» What to do
All the data should come back exactly as it was given.

» Task material

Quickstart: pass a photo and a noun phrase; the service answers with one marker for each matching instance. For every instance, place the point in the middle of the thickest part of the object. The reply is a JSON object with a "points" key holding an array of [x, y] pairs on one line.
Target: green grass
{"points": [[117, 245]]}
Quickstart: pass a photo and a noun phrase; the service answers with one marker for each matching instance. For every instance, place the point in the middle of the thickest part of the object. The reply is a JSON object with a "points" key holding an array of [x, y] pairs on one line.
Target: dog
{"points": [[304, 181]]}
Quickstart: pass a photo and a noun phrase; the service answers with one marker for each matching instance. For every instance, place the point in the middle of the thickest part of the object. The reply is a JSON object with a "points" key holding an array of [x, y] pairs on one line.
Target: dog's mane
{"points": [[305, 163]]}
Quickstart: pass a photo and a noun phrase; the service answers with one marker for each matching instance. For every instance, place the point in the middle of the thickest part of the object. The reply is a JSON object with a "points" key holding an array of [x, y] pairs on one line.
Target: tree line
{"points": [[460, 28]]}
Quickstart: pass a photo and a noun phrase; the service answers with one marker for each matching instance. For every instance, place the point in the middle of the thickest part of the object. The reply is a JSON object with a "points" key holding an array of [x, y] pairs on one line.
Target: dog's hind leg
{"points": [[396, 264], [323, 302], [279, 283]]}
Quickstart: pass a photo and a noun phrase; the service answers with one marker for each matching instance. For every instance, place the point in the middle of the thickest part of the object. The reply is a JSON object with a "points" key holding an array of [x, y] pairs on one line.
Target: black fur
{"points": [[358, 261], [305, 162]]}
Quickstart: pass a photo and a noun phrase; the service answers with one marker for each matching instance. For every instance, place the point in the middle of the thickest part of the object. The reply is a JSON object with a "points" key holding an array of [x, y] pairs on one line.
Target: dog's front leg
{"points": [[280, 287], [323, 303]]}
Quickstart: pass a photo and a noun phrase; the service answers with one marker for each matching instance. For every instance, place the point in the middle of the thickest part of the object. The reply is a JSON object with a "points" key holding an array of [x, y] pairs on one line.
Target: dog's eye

» Written reply
Quickstart: pass a photo and a noun phrase; the service answers with one marker for each matching instance. For every instance, place the point in the middle of the thickest part of the object. The reply is a JSON object with a "points" key holding an array of [x, y] pairs on one line.
Target: green grass
{"points": [[117, 245]]}
Quickstart: pass a photo and a noun phrase; the service answers with one marker for each matching instance. For every instance, place the point in the middle of the thickest part of the object. The reply is a JSON object with a "points" key holding an array of [x, y] pairs on one line.
Target: dog
{"points": [[304, 181]]}
Quickstart: pass a photo and a noun phrase; the service answers with one marker for each matching instance. For every instance, place the point in the middle of the thickest part of the object. The reply is a JSON object with a "points" key holding an array of [x, y] pairs on one line.
Target: dog's mane
{"points": [[305, 163]]}
Quickstart: pass a photo and a noun phrase; the service answers with one marker for each matching instance. For every instance, place the point in the middle of the thickest part of the object. The reply is a JSON object with a "points" key holding an array of [x, y] pairs on one line.
Target: tree line
{"points": [[460, 28]]}
Quickstart: pass a photo and a noun phrase; the service answers with one marker for each matching instance. For every instance, place the point in the middle of the thickest part of the object. The reply is a JSON object with a "points" key holding an array of [x, y] pairs on one line.
Target: dog's hind leg
{"points": [[396, 264], [323, 302], [279, 283]]}
Quickstart: pass a photo and a noun phrase; the service answers with one marker for each matching instance. For every instance, place the point in the middle of the thickest part of the object. The reply is a JSON object with a "points" key holding an array of [x, y] pairs on one line.
Target: black fur
{"points": [[358, 261], [305, 162]]}
Quickstart: pass a photo and a noun phrase; the service answers with one marker for each matching instance. For every instance, place the point in the middle of the thickest part of the object. The reply is a JSON object with a "points" key holding an array of [x, y] pairs on one line.
Target: dog's front leg
{"points": [[280, 287], [323, 303]]}
Quickstart: pass a photo and a noun phrase; the service answers with one marker for each matching instance. For every instance, place the point in the middle of the thickest part of the object. The reply is a JSON object with a "points" key holding an array of [x, y] pairs on one line.
Target: dog's eye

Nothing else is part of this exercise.